> [Supplied data]

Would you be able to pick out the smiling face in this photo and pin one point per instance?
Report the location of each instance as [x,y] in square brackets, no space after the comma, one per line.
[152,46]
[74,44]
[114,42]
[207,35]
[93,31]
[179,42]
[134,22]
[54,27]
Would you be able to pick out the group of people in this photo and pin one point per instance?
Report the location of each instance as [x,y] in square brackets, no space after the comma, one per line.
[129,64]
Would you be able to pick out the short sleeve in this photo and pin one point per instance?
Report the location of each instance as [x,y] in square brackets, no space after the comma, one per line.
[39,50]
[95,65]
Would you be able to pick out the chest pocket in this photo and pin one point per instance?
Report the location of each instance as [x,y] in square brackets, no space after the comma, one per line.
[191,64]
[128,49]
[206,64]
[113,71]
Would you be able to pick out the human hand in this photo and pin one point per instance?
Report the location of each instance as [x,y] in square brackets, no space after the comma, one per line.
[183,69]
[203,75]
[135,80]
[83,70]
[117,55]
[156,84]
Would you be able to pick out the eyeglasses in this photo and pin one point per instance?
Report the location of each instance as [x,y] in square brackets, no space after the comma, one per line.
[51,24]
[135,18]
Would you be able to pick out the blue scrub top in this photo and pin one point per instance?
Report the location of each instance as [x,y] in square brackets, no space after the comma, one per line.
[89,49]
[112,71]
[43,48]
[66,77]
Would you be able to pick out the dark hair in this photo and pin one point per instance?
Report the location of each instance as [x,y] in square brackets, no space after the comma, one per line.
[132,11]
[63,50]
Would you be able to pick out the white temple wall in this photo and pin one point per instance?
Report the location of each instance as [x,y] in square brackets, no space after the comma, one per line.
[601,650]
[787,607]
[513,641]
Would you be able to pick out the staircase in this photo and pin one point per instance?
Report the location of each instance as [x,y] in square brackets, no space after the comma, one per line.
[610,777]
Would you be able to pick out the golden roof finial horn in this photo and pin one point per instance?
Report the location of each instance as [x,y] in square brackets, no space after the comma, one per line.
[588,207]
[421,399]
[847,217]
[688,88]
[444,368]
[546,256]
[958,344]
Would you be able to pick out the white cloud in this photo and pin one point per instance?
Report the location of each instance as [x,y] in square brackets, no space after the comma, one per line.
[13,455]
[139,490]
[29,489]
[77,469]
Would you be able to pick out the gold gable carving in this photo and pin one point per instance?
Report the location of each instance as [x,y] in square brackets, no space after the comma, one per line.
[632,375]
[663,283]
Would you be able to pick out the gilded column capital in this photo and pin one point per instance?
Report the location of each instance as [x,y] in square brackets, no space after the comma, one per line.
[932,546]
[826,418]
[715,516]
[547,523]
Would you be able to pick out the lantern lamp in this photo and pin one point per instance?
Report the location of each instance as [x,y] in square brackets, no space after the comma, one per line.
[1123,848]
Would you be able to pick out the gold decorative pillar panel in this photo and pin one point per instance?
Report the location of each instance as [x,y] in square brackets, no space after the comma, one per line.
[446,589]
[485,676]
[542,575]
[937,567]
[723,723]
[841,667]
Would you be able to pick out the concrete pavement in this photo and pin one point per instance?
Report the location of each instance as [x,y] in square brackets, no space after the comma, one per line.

> [Aim] For this exercise, please retype exactly the lines in the listing from the line with "Would you be able to pick out the white cloud" through its last line, both ends included.

> [Written solution]
Would you be able to pick out the white cloud in this photo and pin one point per instance?
Report the location of each instance as [x,y] in square brackets, no space after the comma, one per line.
[13,455]
[139,490]
[29,489]
[77,469]
Would you be able to pick out the gold gable carving in this photo and pin one point per instance?
Report the location of each instance as [x,y] in square brackets, no space after the comma, one per line.
[632,375]
[663,283]
Would you be able to pick out the gilded column capital in this photo and pin one point per instance?
Report the location of each instance as [x,y] in square brackets, no space after the comma, one per line.
[932,546]
[826,418]
[715,516]
[547,523]
Would you be able to pick out the lantern lamp in this photo and pin one point per instance?
Report the location of each instance as [x,y] in square brackets, no space after the comma, one per line.
[1123,848]
Would you be able to pick out the gold decorative pillar panel in this photo and pin one point per instance?
Report the location of each instance as [x,y] in square brackets, no space after the comma, one per line.
[446,589]
[485,676]
[542,575]
[937,567]
[723,723]
[841,667]
Would you be able to pick out the concrete pavement in this photo and pin one point per instance?
Report the location of each instance as [x,y] in square brackets, no space after the comma, one per line.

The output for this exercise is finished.